(EXCERPT PROVIDED):
It's "unauthorized use" rather than "stealing", since the original work is not moved anywhere. It's more like using your creative work to train a software system that generates similar-looking, competing works, for pennies, at industrial scale and speed.
Usually "obtaining" is just making a bunch of HTTP requests - which is kind of how the web is designed to work. The "consent" (and perhaps "desired payment" when there is no paywall) issue is the important bit and ultimately boils down to the use case. Is it a human viewing the page, a search engine updating its index, or OpenAI collecting data for training? It is annoying when things like robots.txt are simply ignored, even if they are not legally or technically binding.
The legal situation is unsurprisingly murky at the moment. Copyright law was designed for a different use case, and might not be the right tool or regulatory framework to address GenAI.
But as I think you are suggesting, it may be an example of regulatory entrepreneurship, where (AI) companies try to move forward quickly before laws and regulations catch up with them, while simultaneously trying to influence new laws and regulations in their favor.

(TO DO):
(a) List the use cases that the discussion of AI training and copyright names when it asks who is viewing a page.
(b) Pick up the discussion of AI training and copyright after its final sentence and continue it.

Collection entries
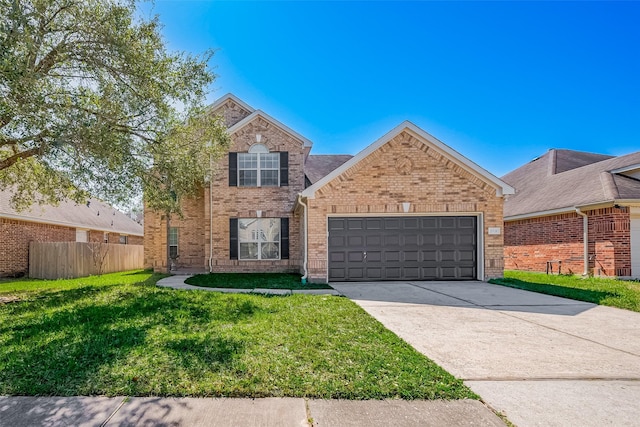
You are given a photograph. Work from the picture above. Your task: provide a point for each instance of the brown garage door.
(403, 248)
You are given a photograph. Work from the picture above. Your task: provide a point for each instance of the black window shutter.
(284, 238)
(284, 168)
(233, 169)
(233, 238)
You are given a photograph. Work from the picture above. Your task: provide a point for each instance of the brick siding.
(530, 243)
(232, 202)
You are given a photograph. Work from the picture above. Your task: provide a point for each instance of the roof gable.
(318, 166)
(259, 113)
(425, 138)
(607, 181)
(230, 97)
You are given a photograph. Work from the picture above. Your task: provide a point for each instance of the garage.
(403, 248)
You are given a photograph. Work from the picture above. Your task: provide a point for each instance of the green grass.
(253, 280)
(119, 334)
(615, 293)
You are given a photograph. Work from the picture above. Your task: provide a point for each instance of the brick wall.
(232, 202)
(530, 243)
(15, 237)
(405, 170)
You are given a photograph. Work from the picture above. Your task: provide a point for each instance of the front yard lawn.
(615, 293)
(252, 280)
(119, 334)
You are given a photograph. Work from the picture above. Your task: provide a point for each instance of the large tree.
(91, 102)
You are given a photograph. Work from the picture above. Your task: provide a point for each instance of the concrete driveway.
(539, 359)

(YOUR WRITTEN ANSWERS):
(a) a human viewing the page; a search engine updating its index; OpenAI collecting data for training

(b)
[Copyright law itself also has many peculiarities, for example not applying to recipes, game rules, or fashion designs (hence fast fashion, knockoffs, etc.) Does it, or should it, apply to AI training and GenAI services? Time will tell.]
Accurate terminology can help to clarify discussions, including discussions of appropriate activity related to creative works.
My suspicion is also that what many artists are objecting to is less the training itself (though AI web crawlers are aggressive and annoying) and more the use of the trained model for large-scale generation of similar (and possibly competing) works ("derivative" in an artistic if not legal sense), in the artist's style, especially by large companies for commercial gain.